• SELECTED PASSAGE
*** Begin section ***
There’s a story that has been in the news sporadically for the last months. Some time in the past Sofia Vergara (who I guess is a well-known actress?) and Nick Loeb were a couple. They wanted to have kids together and, for reasons I do not know, embarked on IVF. As is typically the case, more embryos were created than were immediately used. Two were frozen for future use. But then the couple split up and faced the question: who gets the embryos?
You can read one version of the most recent news story here and there’s also an interesting essay by Nick Loeb that appeared in the New York Times some weeks ago. I’m a little wary of the facts in that essay, because surely they must recite Loeb’s version of events. (One can assume there is another version out there, too, and we just don’t know it.)
There have been many cases presenting slightly different versions of this problem over the years. (If you try the tag “frozen embryos” you will find many of them.) There are many different ways of thinking about this and depending on which you choose the details of these cases may not matter. But Loeb is advancing a relatively absolutist view that you don’t actually encounter that often, so I thought I’d think about it for a few minutes.
Judging by that essay, it appears that Loeb’s view (at least now) is that the embryos themselves have rights and, more specifically, have a right to live (or maybe a right to be brought to life?) I actually think this view would actually have the effect of preventing most uses of IVF, or at the very least radically altering its use. (In fact, I wonder if Loeb held this view at the time the couple embarked on IVF.)
*** End section ***
• DATASET ENTRIES
*** Begin section ***
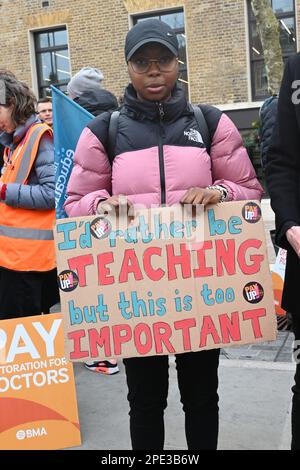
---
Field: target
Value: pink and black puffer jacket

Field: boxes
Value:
[65,85,263,217]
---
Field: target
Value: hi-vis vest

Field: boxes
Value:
[0,123,56,271]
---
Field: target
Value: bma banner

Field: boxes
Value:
[0,314,81,450]
[55,201,276,361]
[51,85,94,219]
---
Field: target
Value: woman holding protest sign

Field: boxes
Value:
[65,20,262,450]
[0,71,59,320]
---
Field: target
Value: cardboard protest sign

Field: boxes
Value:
[55,201,276,361]
[0,314,81,450]
[272,248,287,315]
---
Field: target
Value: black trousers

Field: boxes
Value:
[0,268,59,320]
[291,314,300,450]
[124,349,220,450]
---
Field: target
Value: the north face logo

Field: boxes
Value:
[184,129,203,144]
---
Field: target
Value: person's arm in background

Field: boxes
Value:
[1,134,55,210]
[210,114,263,201]
[266,56,300,254]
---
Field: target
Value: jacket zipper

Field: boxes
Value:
[158,103,166,205]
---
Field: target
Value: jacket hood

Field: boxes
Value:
[124,84,188,121]
[74,87,118,116]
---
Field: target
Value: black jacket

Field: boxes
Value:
[259,96,278,168]
[266,53,300,311]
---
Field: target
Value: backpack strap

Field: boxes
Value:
[107,111,120,165]
[191,104,211,154]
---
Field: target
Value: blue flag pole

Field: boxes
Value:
[51,85,94,219]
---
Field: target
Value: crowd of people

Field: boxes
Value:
[0,19,300,450]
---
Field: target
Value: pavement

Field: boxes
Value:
[61,199,295,450]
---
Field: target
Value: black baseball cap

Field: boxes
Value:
[125,19,179,62]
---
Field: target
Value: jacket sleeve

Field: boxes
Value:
[64,127,111,217]
[5,134,55,209]
[210,114,263,201]
[266,56,300,248]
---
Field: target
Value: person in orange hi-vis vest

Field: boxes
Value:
[0,71,59,320]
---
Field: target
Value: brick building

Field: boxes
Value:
[0,0,300,167]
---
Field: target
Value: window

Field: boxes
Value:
[248,0,297,101]
[34,28,71,97]
[133,10,188,96]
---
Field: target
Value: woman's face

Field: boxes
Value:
[128,43,178,101]
[0,104,16,134]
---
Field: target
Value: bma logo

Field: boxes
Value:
[16,427,47,441]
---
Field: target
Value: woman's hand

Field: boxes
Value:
[180,188,221,206]
[97,194,132,216]
[286,226,300,258]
*** End section ***
• EXERCISES
**1.** Transcribe the passage about the dispute over frozen embryos, starting at "You can read" and ending at "don’t know it.)".
**2.** According to the passage about the dispute over frozen embryos, in which newspaper did Nick Loeb's essay appear?

• ANSWERS TO THE PROBLEMS
**1.**
You can read one version of the most recent news story here and there’s also an interesting essay by Nick Loeb that appeared in the New York Times some weeks ago. I’m a little wary of the facts in that essay, because surely they must recite Loeb’s version of events. (One can assume there is another version out there, too, and we just don’t know it.)

**2.** The New York Times.